### SHORT TASK:
Transcribe all the entries word for word, but omit the images.

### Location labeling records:
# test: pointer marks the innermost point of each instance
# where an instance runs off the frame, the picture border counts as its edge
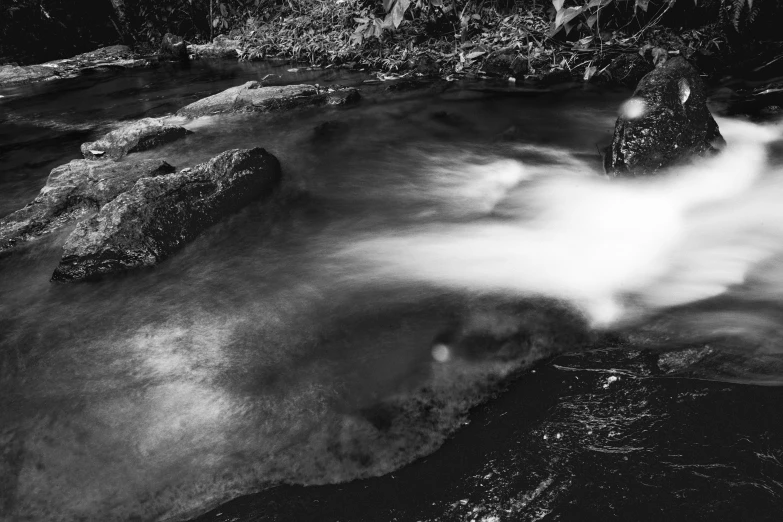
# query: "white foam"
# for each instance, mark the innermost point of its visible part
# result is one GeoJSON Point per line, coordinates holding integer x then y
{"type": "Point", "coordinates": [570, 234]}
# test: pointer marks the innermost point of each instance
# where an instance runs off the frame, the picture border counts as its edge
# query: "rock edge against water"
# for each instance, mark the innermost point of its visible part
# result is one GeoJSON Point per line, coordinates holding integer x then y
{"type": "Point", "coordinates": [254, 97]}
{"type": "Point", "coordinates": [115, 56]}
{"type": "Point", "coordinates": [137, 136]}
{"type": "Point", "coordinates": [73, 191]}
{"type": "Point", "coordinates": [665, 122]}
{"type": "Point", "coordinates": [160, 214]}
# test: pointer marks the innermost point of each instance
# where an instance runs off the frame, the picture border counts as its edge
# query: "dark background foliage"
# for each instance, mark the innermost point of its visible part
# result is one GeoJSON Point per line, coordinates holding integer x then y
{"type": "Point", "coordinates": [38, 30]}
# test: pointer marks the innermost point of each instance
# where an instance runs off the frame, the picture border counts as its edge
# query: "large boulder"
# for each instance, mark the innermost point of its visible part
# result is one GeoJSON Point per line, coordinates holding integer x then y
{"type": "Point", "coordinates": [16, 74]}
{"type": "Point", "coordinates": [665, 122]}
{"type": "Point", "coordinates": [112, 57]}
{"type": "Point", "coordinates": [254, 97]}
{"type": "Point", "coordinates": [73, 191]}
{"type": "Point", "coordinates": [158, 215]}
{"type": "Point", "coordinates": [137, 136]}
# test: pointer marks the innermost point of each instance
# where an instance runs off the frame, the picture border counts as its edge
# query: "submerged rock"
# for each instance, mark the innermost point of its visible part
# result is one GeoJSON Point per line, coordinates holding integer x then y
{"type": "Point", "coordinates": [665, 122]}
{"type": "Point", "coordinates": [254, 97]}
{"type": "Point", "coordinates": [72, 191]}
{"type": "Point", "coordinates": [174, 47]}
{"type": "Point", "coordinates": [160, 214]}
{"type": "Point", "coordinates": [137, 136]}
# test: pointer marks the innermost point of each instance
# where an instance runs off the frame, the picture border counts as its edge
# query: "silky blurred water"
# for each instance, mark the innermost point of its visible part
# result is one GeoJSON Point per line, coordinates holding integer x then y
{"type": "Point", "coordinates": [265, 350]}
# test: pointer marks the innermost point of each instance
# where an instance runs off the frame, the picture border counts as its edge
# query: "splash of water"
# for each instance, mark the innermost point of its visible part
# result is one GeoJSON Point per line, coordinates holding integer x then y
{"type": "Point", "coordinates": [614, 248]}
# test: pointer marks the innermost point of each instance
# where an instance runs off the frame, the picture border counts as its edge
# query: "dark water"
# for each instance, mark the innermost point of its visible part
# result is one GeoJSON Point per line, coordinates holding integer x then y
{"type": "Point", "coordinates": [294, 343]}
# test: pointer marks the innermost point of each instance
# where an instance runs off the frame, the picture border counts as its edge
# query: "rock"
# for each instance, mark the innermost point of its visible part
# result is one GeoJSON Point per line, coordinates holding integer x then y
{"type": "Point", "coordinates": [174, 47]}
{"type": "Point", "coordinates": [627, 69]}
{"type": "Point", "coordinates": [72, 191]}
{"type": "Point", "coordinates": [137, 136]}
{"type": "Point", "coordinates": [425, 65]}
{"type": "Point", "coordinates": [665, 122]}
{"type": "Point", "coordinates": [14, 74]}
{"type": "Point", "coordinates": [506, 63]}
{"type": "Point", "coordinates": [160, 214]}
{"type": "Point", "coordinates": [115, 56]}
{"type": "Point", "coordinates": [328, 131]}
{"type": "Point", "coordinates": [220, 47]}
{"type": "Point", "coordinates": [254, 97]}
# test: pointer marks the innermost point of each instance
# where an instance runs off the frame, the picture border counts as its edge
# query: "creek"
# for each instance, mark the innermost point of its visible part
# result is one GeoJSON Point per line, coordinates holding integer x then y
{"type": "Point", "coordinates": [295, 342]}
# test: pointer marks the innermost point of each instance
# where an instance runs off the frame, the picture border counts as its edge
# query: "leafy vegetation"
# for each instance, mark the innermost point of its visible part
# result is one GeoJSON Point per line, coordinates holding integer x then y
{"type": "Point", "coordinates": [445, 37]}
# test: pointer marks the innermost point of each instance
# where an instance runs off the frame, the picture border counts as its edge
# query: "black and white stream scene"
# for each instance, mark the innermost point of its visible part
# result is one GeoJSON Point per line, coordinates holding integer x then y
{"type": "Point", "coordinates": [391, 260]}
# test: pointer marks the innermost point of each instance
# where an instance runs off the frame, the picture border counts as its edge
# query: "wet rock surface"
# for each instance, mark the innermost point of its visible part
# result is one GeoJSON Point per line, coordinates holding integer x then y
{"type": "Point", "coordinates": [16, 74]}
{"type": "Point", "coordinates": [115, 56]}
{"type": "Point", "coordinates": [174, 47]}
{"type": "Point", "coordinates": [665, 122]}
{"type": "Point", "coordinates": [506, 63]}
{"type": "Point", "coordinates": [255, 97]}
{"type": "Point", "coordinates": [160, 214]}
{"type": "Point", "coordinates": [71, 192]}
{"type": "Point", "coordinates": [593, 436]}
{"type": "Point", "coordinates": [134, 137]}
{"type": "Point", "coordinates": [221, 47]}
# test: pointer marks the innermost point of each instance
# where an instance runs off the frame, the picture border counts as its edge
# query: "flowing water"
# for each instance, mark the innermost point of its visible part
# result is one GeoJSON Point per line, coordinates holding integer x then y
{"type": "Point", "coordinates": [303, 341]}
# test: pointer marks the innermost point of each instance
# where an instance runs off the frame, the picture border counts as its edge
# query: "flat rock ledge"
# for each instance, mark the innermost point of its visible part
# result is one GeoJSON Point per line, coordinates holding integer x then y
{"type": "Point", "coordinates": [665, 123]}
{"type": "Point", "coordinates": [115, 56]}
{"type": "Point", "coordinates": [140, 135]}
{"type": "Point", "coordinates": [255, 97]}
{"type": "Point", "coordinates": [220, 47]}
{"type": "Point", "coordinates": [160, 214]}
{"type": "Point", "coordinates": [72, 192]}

### SOLUTION FOR THIS PROBLEM:
# test: pointer marks the innermost point of each instance
# where an instance runs off the frame, the picture border counts as its edge
# query: "white foam"
# for each instance, mark the innermost point of its visible part
# result is one GeoJSON Point per line, coordinates holding integer x then y
{"type": "Point", "coordinates": [570, 234]}
# test: pointer marks the innermost point of each instance
# where an instance runs off the frame, the picture border counts as its edge
# query: "rock edge against water"
# for each instance, mark the innermost point of its visible part
# result is one GeoJSON Point per line, coordinates holding integer x then y
{"type": "Point", "coordinates": [254, 97]}
{"type": "Point", "coordinates": [115, 56]}
{"type": "Point", "coordinates": [137, 136]}
{"type": "Point", "coordinates": [73, 191]}
{"type": "Point", "coordinates": [665, 122]}
{"type": "Point", "coordinates": [160, 214]}
# test: pointer marks the innermost point of each instance
# where an instance runs off the frame, the picture border counts as its edge
# query: "dark background foliage"
# for each instance, mark the innermost point of its visible part
# result is one GeoJSON Point per line, coordinates holding integer x then y
{"type": "Point", "coordinates": [38, 30]}
# test: pointer marks the innermost point of each instance
# where an instance runs off the frame, the picture border counts as its edge
# query: "large boulder"
# for each instance, mark the innermost point of its visible part
# result is one GeoJSON Point per line, coordinates holding integer x then y
{"type": "Point", "coordinates": [16, 74]}
{"type": "Point", "coordinates": [665, 122]}
{"type": "Point", "coordinates": [112, 57]}
{"type": "Point", "coordinates": [254, 97]}
{"type": "Point", "coordinates": [73, 191]}
{"type": "Point", "coordinates": [158, 215]}
{"type": "Point", "coordinates": [137, 136]}
# test: pointer marks the innermost point of each instance
# where an instance runs off the frame, the picture border counts as its edge
# query: "submerged rock"
# for each instance, mark the innermost point of its visible part
# result is one GeoJSON Point per line, coordinates holding integer x then y
{"type": "Point", "coordinates": [665, 122]}
{"type": "Point", "coordinates": [254, 97]}
{"type": "Point", "coordinates": [72, 191]}
{"type": "Point", "coordinates": [174, 47]}
{"type": "Point", "coordinates": [160, 214]}
{"type": "Point", "coordinates": [137, 136]}
# test: pointer marks the innermost point of each instance
# where an instance runs off the frame, the picture border counts as its edge
# query: "silky blurred water"
# for each instance, mark the innermost point of its visible part
# result is one GeoJSON Point per line, coordinates holding integer x then y
{"type": "Point", "coordinates": [265, 350]}
# test: pointer marks the innermost point of each instance
# where an instance runs off the frame, the picture border counts as its edge
# query: "splash of water"
# for each instance, mark the innermost point of its visible part
# result is one GeoJSON Point per line, coordinates holding integer x then y
{"type": "Point", "coordinates": [614, 248]}
# test: pointer marks the innermost point of each instance
# where an instance runs off the frame, the picture border counts as its edge
# query: "dark water"
# for each instance, mark the innermost point of its visible part
# result is one GeoJSON Point per line, coordinates holding integer x then y
{"type": "Point", "coordinates": [294, 343]}
# test: pointer marks the innermost point of each instance
# where an instance runs off the frame, the picture border counts as its edge
# query: "rock"
# for each instance, mark the innermost point of its visible part
# result is one GeoJSON Point per line, coordinates holding integer x then y
{"type": "Point", "coordinates": [174, 47]}
{"type": "Point", "coordinates": [627, 69]}
{"type": "Point", "coordinates": [72, 191]}
{"type": "Point", "coordinates": [137, 136]}
{"type": "Point", "coordinates": [425, 65]}
{"type": "Point", "coordinates": [665, 122]}
{"type": "Point", "coordinates": [14, 74]}
{"type": "Point", "coordinates": [506, 63]}
{"type": "Point", "coordinates": [160, 214]}
{"type": "Point", "coordinates": [115, 56]}
{"type": "Point", "coordinates": [328, 131]}
{"type": "Point", "coordinates": [220, 47]}
{"type": "Point", "coordinates": [254, 97]}
# test: pointer marks the innermost point of each instance
# where an instance runs off the frame, the picture border counts as its edge
# query: "creek"
# for each instance, mark the innermost point of its visible part
# result is one GeoJSON Point per line, coordinates holding integer x then y
{"type": "Point", "coordinates": [295, 342]}
# test: pointer marks the innermost point of each instance
# where an instance runs off the frame, the picture border counts as its edge
# query: "leafy vegetation"
# for each instance, mark the innermost point of its visible part
# result is one GeoJSON Point per line, coordinates holding integer x then y
{"type": "Point", "coordinates": [445, 37]}
# test: pointer marks the innermost point of each instance
# where an instance runs off the frame, the picture border counts as its edge
# query: "black and white stream scene"
# for each instance, mark the innermost point of its visible part
# result is one GeoJSON Point per line, coordinates holding integer x then y
{"type": "Point", "coordinates": [391, 260]}
# test: pointer marks the innermost point of each instance
# where an instance runs off the frame, the picture border counts as its edge
# query: "wet rock surface"
# for each instance, mark the innermost point of its visible part
# result is one GeoJSON Point per line, coordinates holding integer x then y
{"type": "Point", "coordinates": [16, 74]}
{"type": "Point", "coordinates": [115, 56]}
{"type": "Point", "coordinates": [174, 47]}
{"type": "Point", "coordinates": [665, 122]}
{"type": "Point", "coordinates": [506, 63]}
{"type": "Point", "coordinates": [255, 97]}
{"type": "Point", "coordinates": [160, 214]}
{"type": "Point", "coordinates": [71, 192]}
{"type": "Point", "coordinates": [593, 436]}
{"type": "Point", "coordinates": [134, 137]}
{"type": "Point", "coordinates": [221, 47]}
# test: pointer marks the innermost point of each instance
# where an instance runs off the frame, the picture border counts as its edge
# query: "flowing water"
# for each instance, mark the innermost point of its visible part
# result is one GeoJSON Point per line, coordinates holding integer x then y
{"type": "Point", "coordinates": [303, 341]}
# test: pointer marks the innermost point of each instance
# where an instance runs off the frame, the picture border counts as its edge
# query: "flat rock ledge"
# for each instance, mark the innermost point of its visible part
# result is one GeoJSON Point per line, coordinates holding integer x then y
{"type": "Point", "coordinates": [665, 123]}
{"type": "Point", "coordinates": [115, 56]}
{"type": "Point", "coordinates": [140, 135]}
{"type": "Point", "coordinates": [255, 97]}
{"type": "Point", "coordinates": [220, 47]}
{"type": "Point", "coordinates": [160, 214]}
{"type": "Point", "coordinates": [72, 192]}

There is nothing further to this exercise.